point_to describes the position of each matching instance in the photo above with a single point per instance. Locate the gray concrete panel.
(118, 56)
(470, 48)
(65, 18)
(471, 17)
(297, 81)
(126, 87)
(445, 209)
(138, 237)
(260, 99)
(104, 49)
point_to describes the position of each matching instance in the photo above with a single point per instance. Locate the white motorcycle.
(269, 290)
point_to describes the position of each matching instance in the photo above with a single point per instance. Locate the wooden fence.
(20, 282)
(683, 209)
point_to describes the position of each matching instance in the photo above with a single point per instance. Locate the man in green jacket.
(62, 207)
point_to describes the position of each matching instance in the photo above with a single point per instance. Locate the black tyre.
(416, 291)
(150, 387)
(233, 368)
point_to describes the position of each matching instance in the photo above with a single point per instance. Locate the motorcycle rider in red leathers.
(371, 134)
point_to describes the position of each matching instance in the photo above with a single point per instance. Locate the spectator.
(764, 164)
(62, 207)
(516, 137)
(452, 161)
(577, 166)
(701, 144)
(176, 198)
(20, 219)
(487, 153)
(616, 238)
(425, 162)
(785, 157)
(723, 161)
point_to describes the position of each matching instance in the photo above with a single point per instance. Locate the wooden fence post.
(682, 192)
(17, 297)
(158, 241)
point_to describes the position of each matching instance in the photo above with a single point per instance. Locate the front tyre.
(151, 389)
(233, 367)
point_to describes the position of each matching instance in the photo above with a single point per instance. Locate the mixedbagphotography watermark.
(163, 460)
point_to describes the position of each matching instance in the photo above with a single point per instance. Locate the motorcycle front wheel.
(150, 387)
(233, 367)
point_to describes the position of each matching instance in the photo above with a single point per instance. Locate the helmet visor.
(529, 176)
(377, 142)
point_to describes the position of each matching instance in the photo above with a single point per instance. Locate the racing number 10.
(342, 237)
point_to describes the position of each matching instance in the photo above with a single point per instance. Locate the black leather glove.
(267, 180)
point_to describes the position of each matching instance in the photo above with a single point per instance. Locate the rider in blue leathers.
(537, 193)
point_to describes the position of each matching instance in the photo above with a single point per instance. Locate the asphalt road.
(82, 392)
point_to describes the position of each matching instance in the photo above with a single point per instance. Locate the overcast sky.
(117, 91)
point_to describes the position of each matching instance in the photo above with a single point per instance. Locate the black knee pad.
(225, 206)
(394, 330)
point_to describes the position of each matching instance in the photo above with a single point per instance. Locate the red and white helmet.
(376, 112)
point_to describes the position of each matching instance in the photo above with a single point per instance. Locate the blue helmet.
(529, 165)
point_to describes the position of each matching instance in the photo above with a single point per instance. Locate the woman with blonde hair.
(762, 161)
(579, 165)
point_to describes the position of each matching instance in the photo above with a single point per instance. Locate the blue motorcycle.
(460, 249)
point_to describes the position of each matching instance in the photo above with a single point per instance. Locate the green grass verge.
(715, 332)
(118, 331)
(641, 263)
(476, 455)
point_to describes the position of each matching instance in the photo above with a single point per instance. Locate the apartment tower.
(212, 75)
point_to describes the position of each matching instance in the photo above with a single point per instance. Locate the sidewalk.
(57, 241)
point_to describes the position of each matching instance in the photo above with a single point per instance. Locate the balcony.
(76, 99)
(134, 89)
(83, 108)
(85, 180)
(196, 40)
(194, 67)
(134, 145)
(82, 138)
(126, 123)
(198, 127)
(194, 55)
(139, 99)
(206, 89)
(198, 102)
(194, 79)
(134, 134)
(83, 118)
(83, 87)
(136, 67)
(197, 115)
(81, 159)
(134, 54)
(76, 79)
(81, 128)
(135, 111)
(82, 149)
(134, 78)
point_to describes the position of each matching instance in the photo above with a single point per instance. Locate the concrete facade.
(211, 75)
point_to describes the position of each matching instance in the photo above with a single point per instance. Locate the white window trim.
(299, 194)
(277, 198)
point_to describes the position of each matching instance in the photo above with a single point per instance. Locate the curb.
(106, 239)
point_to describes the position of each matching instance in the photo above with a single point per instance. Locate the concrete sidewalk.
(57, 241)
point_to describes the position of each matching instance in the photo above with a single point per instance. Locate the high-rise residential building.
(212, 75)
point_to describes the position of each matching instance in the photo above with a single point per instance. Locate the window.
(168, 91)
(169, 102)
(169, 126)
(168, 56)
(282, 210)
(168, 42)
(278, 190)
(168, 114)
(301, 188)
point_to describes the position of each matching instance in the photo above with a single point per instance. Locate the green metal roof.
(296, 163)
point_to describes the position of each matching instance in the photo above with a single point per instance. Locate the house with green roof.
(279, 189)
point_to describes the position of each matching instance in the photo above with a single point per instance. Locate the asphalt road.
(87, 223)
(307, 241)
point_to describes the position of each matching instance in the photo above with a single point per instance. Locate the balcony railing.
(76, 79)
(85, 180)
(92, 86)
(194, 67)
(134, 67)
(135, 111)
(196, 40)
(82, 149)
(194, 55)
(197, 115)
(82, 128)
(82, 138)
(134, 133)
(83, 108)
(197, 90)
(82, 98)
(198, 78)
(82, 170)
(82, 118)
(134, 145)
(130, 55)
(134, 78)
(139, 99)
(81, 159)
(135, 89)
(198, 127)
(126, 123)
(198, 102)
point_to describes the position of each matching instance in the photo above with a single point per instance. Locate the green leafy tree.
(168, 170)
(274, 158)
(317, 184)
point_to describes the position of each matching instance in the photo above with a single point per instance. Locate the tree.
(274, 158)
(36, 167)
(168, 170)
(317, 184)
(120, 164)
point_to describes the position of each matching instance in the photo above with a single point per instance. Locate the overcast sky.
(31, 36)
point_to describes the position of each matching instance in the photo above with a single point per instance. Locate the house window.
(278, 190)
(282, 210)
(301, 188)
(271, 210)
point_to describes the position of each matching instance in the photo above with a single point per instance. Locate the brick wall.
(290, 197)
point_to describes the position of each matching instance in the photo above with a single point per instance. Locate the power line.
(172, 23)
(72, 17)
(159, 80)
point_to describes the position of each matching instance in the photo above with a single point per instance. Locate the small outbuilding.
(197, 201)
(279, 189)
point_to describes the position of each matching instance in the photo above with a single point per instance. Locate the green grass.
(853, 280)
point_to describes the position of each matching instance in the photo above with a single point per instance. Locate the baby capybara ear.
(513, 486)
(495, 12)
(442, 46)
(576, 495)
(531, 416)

------------------------

» **Exercise**: Give all the records again. Match them exactly.

» **Answer to this problem**:
point_to describes the position of each matching instance in the photo above with a single point per instance. Locate the gray concrete panel.
(118, 56)
(470, 48)
(65, 18)
(471, 17)
(297, 81)
(126, 87)
(445, 209)
(138, 237)
(260, 99)
(104, 49)
point_to describes the position of each matching instance in the photo above with a single point per instance. Locate the white motorcycle.
(269, 290)
point_to describes the position of each matching instance in the photo above with a single point per instance. Locate the wooden fence.
(20, 282)
(683, 209)
point_to describes the position of each matching instance in the photo above with a single point per instance. Locate the man in green jacket.
(62, 207)
point_to describes the position of each matching instance in the photo above with a single point per instance. Locate the black tyre.
(416, 291)
(150, 387)
(233, 368)
point_to describes the position of each matching instance in the photo above with a single point per instance. Locate the motorcycle rider in red leathers.
(371, 134)
point_to describes the position of each matching instance in the photo above with a single point per instance. Locate the spectator.
(764, 164)
(62, 207)
(516, 137)
(452, 161)
(577, 166)
(701, 144)
(176, 198)
(20, 219)
(487, 153)
(616, 238)
(425, 162)
(785, 157)
(723, 161)
point_to describes the position of each matching instance in the photo above with a single point per instance. Locate the wooden fence post.
(682, 192)
(17, 297)
(158, 241)
point_to describes the position of each matching instance in the photo above with a single point per instance. Locate the front tyre.
(151, 389)
(233, 367)
point_to describes the position of each matching instance in the photo above with a single point per instance. Locate the mixedbagphotography watermark.
(163, 460)
point_to describes the position of each matching instance in the photo above with a single point per instance. Locate the motorcycle front wheel.
(150, 387)
(233, 367)
point_to describes the position of each matching instance in the photo above with a single point per instance. Locate the helmet visor.
(529, 176)
(377, 142)
point_to describes the position of each matching instance in the photo above with a single point per instance. Locate the racing number 10.
(342, 237)
point_to describes the position of each matching instance in the photo above with a single point per instance. Locate the black leather glove.
(267, 180)
point_to describes the position of each matching instance in the photo above with a single point per instance. Locate the rider in blue leathers.
(537, 193)
point_to describes the position of each matching instance in the photo above with a single point per instance. Locate the asphalt road.
(82, 392)
point_to describes the position of each matching instance in the photo above with a single point per instance. Locate the overcast sky.
(117, 91)
point_to describes the position of each matching instance in the photo above with a single point per instance. Locate the black knee pad.
(225, 206)
(394, 330)
point_to describes the position of each matching instance in the photo above with a single point per instance. Locate the red and white helmet.
(376, 112)
point_to describes the position of each matching instance in the photo above with a single point per instance. Locate the blue helmet.
(529, 165)
point_to describes the position of each matching instance in the photo above with a single point per instance. Locate the woman with blonde hair.
(762, 161)
(579, 165)
point_to describes the position of each matching instance in the photo above with a single point per instance. Locate the blue motorcycle.
(460, 249)
point_to describes the position of each matching instance in the photo above with a single point per instance. Locate the green grass verge.
(715, 332)
(118, 331)
(641, 263)
(476, 455)
point_to describes the position of each matching instance in the photo above with a single point per instance. Locate the apartment tower.
(212, 75)
point_to describes the position of each matching instance in the photo above with a single point per instance. Locate the sidewalk.
(57, 241)
point_to describes the position of each matching instance in the photo above with a single point per instance. Locate the balcony.
(76, 99)
(134, 89)
(83, 108)
(85, 180)
(196, 40)
(194, 67)
(134, 145)
(82, 138)
(126, 123)
(198, 127)
(194, 55)
(139, 99)
(206, 89)
(198, 102)
(194, 79)
(134, 134)
(83, 118)
(83, 87)
(136, 67)
(197, 115)
(81, 159)
(134, 54)
(76, 79)
(81, 128)
(135, 111)
(82, 149)
(134, 78)
point_to describes the position of each matching instance in the photo above with a single point per instance. Locate the concrete facade.
(211, 75)
point_to describes the position of each matching instance in the photo above with a single point per instance. Locate the white window trim.
(299, 194)
(277, 198)
point_to describes the position of each matching instance in the photo above with a single point per instance. Locate the curb.
(106, 239)
point_to describes the position of each matching instance in the photo above with a single point per instance. Locate the concrete sidewalk.
(57, 241)
point_to describes the position of each matching instance in the photo above with a single point per instance. Locate the high-rise residential building.
(212, 75)
point_to describes the position of each matching instance in the photo above with a single point per instance. Locate the window.
(168, 91)
(169, 102)
(169, 126)
(168, 56)
(282, 210)
(168, 42)
(278, 190)
(168, 114)
(301, 188)
point_to describes the position of each matching instance in the photo above with a single point per instance. Locate the green metal roof.
(296, 163)
point_to describes the position of each matching instance in the photo above with a single point per instance. Locate the house with green roof.
(279, 189)
point_to describes the position of each matching instance in the photo above with a single point per instance. Locate the asphalt road.
(87, 223)
(307, 241)
point_to describes the position of each matching instance in the photo above with a single point per instance. Locate the balcony railing.
(76, 79)
(85, 180)
(92, 86)
(194, 67)
(134, 67)
(135, 111)
(196, 40)
(82, 149)
(194, 55)
(197, 115)
(82, 128)
(82, 138)
(134, 133)
(83, 108)
(197, 90)
(82, 98)
(198, 78)
(82, 170)
(82, 118)
(134, 145)
(130, 55)
(134, 78)
(139, 99)
(81, 159)
(135, 89)
(198, 127)
(126, 123)
(198, 102)
point_to describes the position of each matching instance in the photo above with a single point per instance. Locate the green leafy tree.
(168, 170)
(274, 158)
(317, 184)
point_to describes the position of each matching instance in the photo above with a single point per instance. Locate the tree.
(274, 158)
(36, 167)
(168, 170)
(317, 184)
(120, 164)
point_to describes the position of each matching instance in the photo above with a single point per instance. Locate the overcast sky.
(31, 36)
point_to describes the position of each matching instance in the photo above with a single point per instance. Locate the house window.
(278, 190)
(282, 210)
(301, 188)
(271, 210)
point_to describes the position of each matching instance in the photo above with a single point per instance. Locate the brick wall.
(290, 197)
point_to describes the position of each matching instance in the photo above with a single point per instance. Locate the power line.
(172, 23)
(72, 17)
(159, 80)
point_to describes the position of each matching instance in the photo above with a single point per instance. Locate the small outbuilding.
(197, 201)
(279, 189)
point_to describes the position of each matching instance in the photo above with a single point per instance. Locate the green grass.
(853, 280)
point_to describes the position of each matching instance in the photo above with a single point per instance. Locate the baby capybara ear.
(513, 486)
(495, 12)
(442, 46)
(576, 495)
(531, 416)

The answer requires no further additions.